The records

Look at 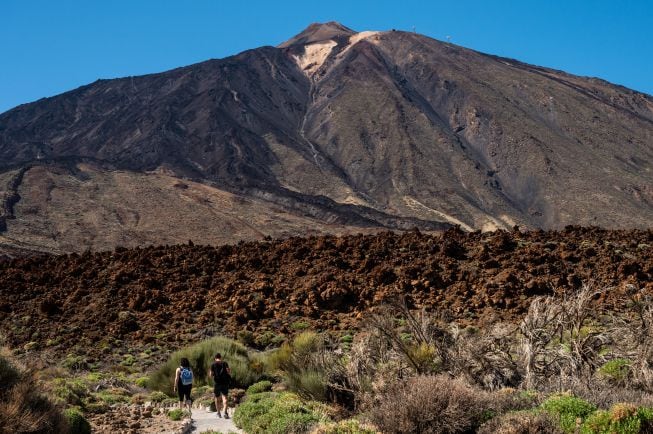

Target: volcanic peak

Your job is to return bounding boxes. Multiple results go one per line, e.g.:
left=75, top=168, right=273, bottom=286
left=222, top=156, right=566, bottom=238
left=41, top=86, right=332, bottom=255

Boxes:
left=278, top=21, right=356, bottom=47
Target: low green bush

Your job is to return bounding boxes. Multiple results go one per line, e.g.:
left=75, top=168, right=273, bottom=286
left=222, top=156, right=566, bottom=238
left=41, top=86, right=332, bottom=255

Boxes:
left=597, top=359, right=631, bottom=385
left=167, top=408, right=187, bottom=421
left=149, top=390, right=169, bottom=403
left=64, top=408, right=91, bottom=434
left=581, top=404, right=653, bottom=434
left=149, top=336, right=263, bottom=395
left=233, top=391, right=327, bottom=434
left=255, top=331, right=286, bottom=348
left=247, top=380, right=273, bottom=395
left=264, top=332, right=331, bottom=401
left=135, top=376, right=149, bottom=388
left=52, top=378, right=88, bottom=406
left=62, top=353, right=89, bottom=371
left=541, top=394, right=596, bottom=433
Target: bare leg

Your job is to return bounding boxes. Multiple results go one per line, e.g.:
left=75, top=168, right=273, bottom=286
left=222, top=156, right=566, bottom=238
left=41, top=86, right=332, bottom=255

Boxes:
left=214, top=396, right=221, bottom=416
left=222, top=394, right=228, bottom=416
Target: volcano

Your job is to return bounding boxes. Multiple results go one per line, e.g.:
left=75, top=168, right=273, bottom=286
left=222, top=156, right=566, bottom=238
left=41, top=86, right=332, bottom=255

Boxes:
left=1, top=22, right=652, bottom=254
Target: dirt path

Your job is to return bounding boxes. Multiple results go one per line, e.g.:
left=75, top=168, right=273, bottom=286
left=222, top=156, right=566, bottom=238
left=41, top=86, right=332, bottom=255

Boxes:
left=190, top=407, right=242, bottom=433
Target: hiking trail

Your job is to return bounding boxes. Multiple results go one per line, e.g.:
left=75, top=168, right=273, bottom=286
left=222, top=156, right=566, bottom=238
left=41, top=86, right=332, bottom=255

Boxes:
left=189, top=407, right=241, bottom=433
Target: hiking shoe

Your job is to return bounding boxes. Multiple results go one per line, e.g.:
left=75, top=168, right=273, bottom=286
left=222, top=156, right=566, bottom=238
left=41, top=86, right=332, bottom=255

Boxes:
left=224, top=411, right=229, bottom=419
left=216, top=411, right=222, bottom=418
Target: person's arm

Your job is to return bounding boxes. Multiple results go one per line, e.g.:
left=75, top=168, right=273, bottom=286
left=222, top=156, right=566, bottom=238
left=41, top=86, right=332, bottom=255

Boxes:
left=173, top=367, right=180, bottom=391
left=209, top=363, right=214, bottom=379
left=226, top=362, right=232, bottom=375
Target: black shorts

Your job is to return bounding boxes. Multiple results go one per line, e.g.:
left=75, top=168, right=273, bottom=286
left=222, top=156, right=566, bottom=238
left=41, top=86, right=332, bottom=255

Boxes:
left=214, top=384, right=229, bottom=397
left=178, top=383, right=192, bottom=402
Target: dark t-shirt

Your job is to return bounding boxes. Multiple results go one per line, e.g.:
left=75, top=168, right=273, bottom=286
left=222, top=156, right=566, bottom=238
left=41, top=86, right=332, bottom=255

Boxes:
left=211, top=360, right=230, bottom=385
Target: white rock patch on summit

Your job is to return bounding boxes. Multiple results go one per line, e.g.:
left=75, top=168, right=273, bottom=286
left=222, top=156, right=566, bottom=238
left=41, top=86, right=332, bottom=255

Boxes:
left=293, top=40, right=337, bottom=76
left=349, top=31, right=380, bottom=45
left=337, top=31, right=381, bottom=58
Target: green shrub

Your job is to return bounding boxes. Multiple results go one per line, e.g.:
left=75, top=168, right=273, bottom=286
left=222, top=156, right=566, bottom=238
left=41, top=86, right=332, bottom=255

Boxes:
left=286, top=369, right=327, bottom=402
left=541, top=394, right=596, bottom=433
left=581, top=404, right=653, bottom=434
left=340, top=334, right=354, bottom=344
left=247, top=380, right=274, bottom=395
left=291, top=321, right=310, bottom=331
left=597, top=359, right=631, bottom=385
left=149, top=336, right=263, bottom=395
left=233, top=391, right=326, bottom=434
left=237, top=330, right=255, bottom=347
left=255, top=331, right=286, bottom=348
left=94, top=389, right=130, bottom=405
left=52, top=378, right=88, bottom=406
left=149, top=390, right=170, bottom=403
left=62, top=353, right=89, bottom=371
left=168, top=408, right=187, bottom=421
left=64, top=408, right=91, bottom=434
left=135, top=376, right=149, bottom=388
left=264, top=332, right=332, bottom=401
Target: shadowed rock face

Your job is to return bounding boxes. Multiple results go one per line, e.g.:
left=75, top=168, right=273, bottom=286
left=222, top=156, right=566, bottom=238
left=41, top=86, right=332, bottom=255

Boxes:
left=1, top=22, right=652, bottom=253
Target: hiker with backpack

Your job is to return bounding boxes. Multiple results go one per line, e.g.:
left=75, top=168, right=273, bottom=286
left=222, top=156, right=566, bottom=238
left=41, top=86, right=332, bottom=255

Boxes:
left=209, top=352, right=232, bottom=418
left=173, top=357, right=194, bottom=413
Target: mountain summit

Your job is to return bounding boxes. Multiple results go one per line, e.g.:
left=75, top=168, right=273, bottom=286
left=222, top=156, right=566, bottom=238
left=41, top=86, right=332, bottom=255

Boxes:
left=278, top=21, right=356, bottom=47
left=1, top=24, right=652, bottom=254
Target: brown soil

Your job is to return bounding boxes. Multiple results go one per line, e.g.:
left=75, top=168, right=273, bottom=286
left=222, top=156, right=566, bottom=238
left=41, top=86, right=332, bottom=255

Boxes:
left=0, top=227, right=651, bottom=363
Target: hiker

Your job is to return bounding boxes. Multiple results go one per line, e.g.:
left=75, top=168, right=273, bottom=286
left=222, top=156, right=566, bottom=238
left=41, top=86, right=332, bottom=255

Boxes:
left=209, top=352, right=232, bottom=418
left=173, top=357, right=194, bottom=413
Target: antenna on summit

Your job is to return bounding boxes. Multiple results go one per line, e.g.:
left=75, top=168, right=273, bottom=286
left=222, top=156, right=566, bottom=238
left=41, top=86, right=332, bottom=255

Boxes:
left=446, top=35, right=451, bottom=43
left=412, top=26, right=416, bottom=33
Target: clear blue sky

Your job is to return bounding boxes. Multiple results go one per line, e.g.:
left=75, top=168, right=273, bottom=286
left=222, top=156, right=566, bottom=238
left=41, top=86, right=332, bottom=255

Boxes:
left=1, top=0, right=651, bottom=114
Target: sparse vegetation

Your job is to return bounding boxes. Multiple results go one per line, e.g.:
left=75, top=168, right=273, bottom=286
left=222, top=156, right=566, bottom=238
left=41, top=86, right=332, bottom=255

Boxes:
left=150, top=336, right=264, bottom=395
left=0, top=354, right=69, bottom=433
left=233, top=390, right=327, bottom=434
left=167, top=408, right=187, bottom=421
left=63, top=408, right=91, bottom=434
left=247, top=380, right=274, bottom=395
left=541, top=395, right=596, bottom=433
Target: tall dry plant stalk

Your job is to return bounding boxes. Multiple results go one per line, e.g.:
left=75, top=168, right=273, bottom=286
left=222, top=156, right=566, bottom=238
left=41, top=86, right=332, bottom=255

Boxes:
left=608, top=286, right=653, bottom=390
left=367, top=299, right=520, bottom=389
left=519, top=284, right=611, bottom=390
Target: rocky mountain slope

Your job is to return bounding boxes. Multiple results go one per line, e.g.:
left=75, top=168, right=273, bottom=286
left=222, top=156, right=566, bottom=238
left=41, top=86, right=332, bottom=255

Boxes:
left=0, top=228, right=651, bottom=362
left=1, top=22, right=653, bottom=254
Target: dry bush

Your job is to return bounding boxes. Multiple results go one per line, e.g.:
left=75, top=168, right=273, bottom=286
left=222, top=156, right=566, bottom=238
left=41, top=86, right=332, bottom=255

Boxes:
left=477, top=411, right=563, bottom=434
left=608, top=287, right=653, bottom=391
left=0, top=356, right=68, bottom=434
left=365, top=374, right=505, bottom=434
left=448, top=323, right=521, bottom=390
left=366, top=301, right=521, bottom=390
left=366, top=302, right=453, bottom=375
left=519, top=283, right=653, bottom=395
left=519, top=284, right=611, bottom=390
left=267, top=332, right=357, bottom=406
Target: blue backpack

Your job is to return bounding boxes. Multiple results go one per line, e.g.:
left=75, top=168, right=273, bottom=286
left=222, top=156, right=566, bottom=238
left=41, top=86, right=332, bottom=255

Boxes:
left=180, top=367, right=193, bottom=386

Assignment
Working through the entries above, copy every line in which "green" is found.

Task output
Target: low green bush
Target: green shrub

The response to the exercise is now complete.